Selected extract Block Start

Donations in Dr. Benson’s memory may be made payable to the Trustees of the University of Pennsylvania and sent to the Netter Center for Community Partnerships, University of Pennsylvania, 133 S. 36th Street, Suite 519, Philadelphia, PA 19104.
A memorial service to honor Dr. Benson and his accomplishments is planned for May 1, at 3 p.m. in Houston Hall. Inquiries may be directed to the director’s office of the Netter Center for Community Partnerships, (215) 898-5351.
Dr. Coffin, English
Dr. Tristram P. Coffin, professor emeritus of English, passed away January 31 at age 89.
Born in San Marino, California, Dr. Coffin earned his bachelor’s degree in English from Haverford College in 1943. After serving in the US Army Air Forces, he earned his MA and PhD from the University of Pennsylvania in 1947 and 1949, respectively, studying under MacEdward Leach.
Prior to coming to Penn, Dr. Coffin served on the faculty of Denison University, where a scholarship was created in his name and he was elected into its Athletic Hall of Fame. Dr. Coffin was named a Guggenheim Fellow in 1953.
An internationally known ballad scholar, Dr. Coffin was appointed to the Penn faculty in 1958 as an associate professor of English. He held a secondary appointment in the department of folklore & folklife, which was established in 1962. He was promoted to professor in 1964 and was vice dean in the Graduate School of Arts and Sciences from 1965-68. He taught courses in English, American literature and folklore literature including Elizabethian Drama, Writers from the Revolution to World War II, American Black Lore and American Indian in American Literature. He obtained emeritus status in 1984.

Selected extract Block End
Available data Block Start

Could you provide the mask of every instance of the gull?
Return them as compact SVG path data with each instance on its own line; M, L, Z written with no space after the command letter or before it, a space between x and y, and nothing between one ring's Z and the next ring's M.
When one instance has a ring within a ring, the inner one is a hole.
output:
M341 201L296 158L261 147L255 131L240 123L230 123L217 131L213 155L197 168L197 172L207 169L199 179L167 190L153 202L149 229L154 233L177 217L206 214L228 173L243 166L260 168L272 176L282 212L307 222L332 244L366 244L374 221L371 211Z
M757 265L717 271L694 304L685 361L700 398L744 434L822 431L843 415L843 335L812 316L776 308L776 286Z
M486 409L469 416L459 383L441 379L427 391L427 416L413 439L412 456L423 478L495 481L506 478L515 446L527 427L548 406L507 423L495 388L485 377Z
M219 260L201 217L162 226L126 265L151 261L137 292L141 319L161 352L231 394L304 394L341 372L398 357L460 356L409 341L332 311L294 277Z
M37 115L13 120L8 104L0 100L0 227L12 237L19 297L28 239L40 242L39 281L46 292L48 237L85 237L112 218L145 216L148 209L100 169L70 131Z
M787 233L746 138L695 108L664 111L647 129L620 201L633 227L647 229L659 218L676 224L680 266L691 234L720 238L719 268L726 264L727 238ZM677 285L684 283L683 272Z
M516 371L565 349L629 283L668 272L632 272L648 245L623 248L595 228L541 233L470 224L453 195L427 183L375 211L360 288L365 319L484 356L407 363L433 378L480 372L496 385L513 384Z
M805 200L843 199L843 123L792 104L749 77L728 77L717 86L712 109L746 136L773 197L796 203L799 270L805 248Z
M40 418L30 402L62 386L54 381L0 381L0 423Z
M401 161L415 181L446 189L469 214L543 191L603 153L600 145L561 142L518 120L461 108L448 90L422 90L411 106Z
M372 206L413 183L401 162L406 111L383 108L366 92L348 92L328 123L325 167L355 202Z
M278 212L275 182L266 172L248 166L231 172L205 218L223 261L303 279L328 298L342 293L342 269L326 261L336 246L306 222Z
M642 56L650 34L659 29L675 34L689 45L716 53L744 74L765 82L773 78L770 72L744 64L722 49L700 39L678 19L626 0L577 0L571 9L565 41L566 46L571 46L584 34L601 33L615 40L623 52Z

Available data Block End

Your goal –
Please copy out the obituary passage above word for word, from its first sentence to its last.

Solution to this task –
Donations in Dr. Benson’s memory may be made payable to the Trustees of the University of Pennsylvania and sent to the Netter Center for Community Partnerships, University of Pennsylvania, 133 S. 36th Street, Suite 519, Philadelphia, PA 19104.
A memorial service to honor Dr. Benson and his accomplishments is planned for May 1, at 3 p.m. in Houston Hall. Inquiries may be directed to the director’s office of the Netter Center for Community Partnerships, (215) 898-5351.
Dr. Coffin, English
Dr. Tristram P. Coffin, professor emeritus of English, passed away January 31 at age 89.
Born in San Marino, California, Dr. Coffin earned his bachelor’s degree in English from Haverford College in 1943. After serving in the US Army Air Forces, he earned his MA and PhD from the University of Pennsylvania in 1947 and 1949, respectively, studying under MacEdward Leach.
Prior to coming to Penn, Dr. Coffin served on the faculty of Denison University, where a scholarship was created in his name and he was elected into its Athletic Hall of Fame. Dr. Coffin was named a Guggenheim Fellow in 1953.
An internationally known ballad scholar, Dr. Coffin was appointed to the Penn faculty in 1958 as an associate professor of English. He held a secondary appointment in the department of folklore & folklife, which was established in 1962. He was promoted to professor in 1964 and was vice dean in the Graduate School of Arts and Sciences from 1965-68. He taught courses in English, American literature and folklore literature including Elizabethian Drama, Writers from the Revolution to World War II, American Black Lore and American Indian in American Literature. He obtained emeritus status in 1984.